• **About this exercise**: Find each line below containing the word "every" and copy it.

• **Data to use**:
________________

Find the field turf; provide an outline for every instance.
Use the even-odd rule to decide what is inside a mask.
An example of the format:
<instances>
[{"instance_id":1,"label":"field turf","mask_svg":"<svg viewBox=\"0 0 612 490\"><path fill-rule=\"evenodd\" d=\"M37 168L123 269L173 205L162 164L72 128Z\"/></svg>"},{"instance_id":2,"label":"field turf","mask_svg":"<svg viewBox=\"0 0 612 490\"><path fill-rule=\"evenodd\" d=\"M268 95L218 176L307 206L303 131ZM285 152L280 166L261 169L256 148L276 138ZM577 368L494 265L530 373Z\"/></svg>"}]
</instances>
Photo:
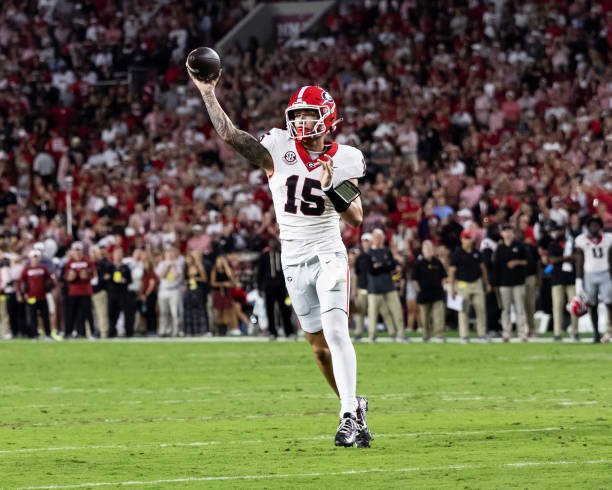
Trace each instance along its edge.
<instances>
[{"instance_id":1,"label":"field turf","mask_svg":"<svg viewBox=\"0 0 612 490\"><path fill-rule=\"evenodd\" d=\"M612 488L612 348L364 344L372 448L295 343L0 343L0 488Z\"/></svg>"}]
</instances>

________________

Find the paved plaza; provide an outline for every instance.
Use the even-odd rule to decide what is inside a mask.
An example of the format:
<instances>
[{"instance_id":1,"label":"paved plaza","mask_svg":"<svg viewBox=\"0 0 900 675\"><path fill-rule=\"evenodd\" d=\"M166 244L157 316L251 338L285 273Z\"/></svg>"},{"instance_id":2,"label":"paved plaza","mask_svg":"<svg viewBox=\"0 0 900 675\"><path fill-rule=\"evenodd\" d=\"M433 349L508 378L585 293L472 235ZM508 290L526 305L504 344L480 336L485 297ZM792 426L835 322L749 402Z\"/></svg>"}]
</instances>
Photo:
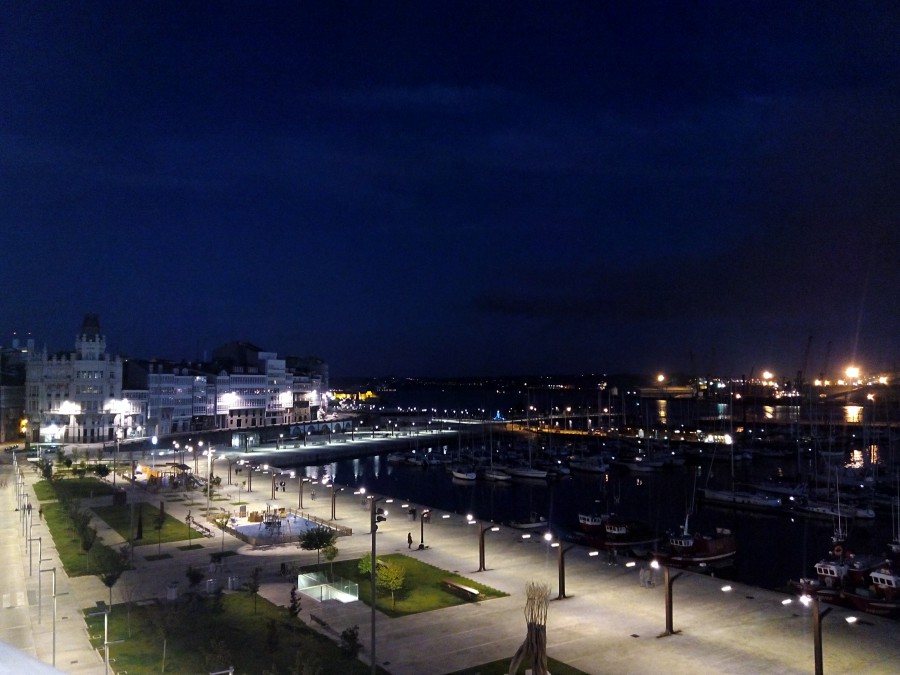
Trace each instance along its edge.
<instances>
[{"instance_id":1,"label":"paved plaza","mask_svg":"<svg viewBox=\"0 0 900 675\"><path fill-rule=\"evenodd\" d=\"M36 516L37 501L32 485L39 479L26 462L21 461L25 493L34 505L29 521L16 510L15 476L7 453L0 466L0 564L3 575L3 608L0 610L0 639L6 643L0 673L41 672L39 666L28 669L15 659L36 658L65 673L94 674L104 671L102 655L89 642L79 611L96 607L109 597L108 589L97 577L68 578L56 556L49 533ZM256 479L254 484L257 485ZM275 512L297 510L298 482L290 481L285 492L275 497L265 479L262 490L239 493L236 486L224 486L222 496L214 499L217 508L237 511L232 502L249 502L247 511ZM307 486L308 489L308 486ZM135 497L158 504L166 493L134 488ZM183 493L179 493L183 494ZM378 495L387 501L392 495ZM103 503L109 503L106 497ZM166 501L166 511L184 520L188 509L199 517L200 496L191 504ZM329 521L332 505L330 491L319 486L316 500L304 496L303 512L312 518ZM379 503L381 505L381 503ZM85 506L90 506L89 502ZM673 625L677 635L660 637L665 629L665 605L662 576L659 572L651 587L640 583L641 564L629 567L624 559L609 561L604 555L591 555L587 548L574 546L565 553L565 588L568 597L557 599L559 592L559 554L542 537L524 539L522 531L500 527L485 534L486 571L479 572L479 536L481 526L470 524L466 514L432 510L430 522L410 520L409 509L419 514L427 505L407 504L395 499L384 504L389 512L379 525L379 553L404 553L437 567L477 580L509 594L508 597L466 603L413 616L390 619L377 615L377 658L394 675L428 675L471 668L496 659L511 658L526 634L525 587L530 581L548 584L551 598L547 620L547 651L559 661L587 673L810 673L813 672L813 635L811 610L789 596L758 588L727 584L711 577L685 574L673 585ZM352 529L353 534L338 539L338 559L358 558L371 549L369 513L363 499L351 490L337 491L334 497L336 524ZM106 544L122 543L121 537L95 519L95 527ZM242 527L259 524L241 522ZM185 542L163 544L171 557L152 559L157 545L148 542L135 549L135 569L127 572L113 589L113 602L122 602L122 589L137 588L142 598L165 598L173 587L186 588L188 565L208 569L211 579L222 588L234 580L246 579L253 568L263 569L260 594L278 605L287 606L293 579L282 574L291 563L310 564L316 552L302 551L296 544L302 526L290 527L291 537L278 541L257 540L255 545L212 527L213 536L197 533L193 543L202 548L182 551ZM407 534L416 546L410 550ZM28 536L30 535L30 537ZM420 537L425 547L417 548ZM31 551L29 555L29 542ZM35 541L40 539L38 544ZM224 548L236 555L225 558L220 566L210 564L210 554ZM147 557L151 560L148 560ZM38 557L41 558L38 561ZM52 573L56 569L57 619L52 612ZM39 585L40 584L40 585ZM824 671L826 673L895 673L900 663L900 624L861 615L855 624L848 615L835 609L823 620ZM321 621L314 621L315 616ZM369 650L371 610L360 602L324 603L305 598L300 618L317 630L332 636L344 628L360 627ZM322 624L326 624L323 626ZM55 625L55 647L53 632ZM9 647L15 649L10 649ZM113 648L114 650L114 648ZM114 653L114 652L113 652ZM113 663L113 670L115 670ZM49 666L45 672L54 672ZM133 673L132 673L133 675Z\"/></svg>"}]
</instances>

________________

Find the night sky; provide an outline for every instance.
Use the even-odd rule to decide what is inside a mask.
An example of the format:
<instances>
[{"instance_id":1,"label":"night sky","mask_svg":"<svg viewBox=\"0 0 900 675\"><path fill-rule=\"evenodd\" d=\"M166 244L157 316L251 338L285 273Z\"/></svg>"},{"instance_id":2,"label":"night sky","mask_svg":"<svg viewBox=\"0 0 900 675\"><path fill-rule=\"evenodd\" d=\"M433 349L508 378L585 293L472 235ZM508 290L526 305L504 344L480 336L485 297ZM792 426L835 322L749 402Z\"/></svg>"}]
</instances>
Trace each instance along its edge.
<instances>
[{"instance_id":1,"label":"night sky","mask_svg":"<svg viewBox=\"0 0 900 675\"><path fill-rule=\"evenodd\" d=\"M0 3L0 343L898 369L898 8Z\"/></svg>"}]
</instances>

________________

• **Exercise response**:
Find the field turf; provide an outline for every instance.
Find the paved plaza; provide an outline for every instance.
Find the night sky; provide an outline for every instance.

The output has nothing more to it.